**Document segment:**
- - - - -
Basically, you put the lever in through the back, put your shoes and springs in and that's it. Just have to adjust the star till the drum drags on the shoes. It's ok if it feels tight to rotate the hub by hand.... Then you won't have to adjust after you put it all back together and drive it.


----------



## 07PSDCREW (Sep 4, 2011)

Micki, did you look at the link I gave you on the first page of this thread?? It has pictures of what you are trying to do. It would probably answer your questions and give you a better visual.


----------



## MickiRig1 (Dec 5, 2003)

I just have the curved part of the actuator. it's missing the flat parts that it pivots on. I would of thought the maker of that instruction post would of used new springs and adjuster post. As mush trouble it is to get to and repair. It's $20 for both sides. I have to replace the backing plates i will deal with it then I guess.


----------



## Marek (Nov 16, 2005)
- - - - -
**Goal:** In the brake repair thread, what should the star be adjusted until?

**Recorded data:**
- - - - -
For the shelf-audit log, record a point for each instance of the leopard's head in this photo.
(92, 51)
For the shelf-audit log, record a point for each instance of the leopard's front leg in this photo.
- - - - -
**Full response:** Until the drum drags on the shoes.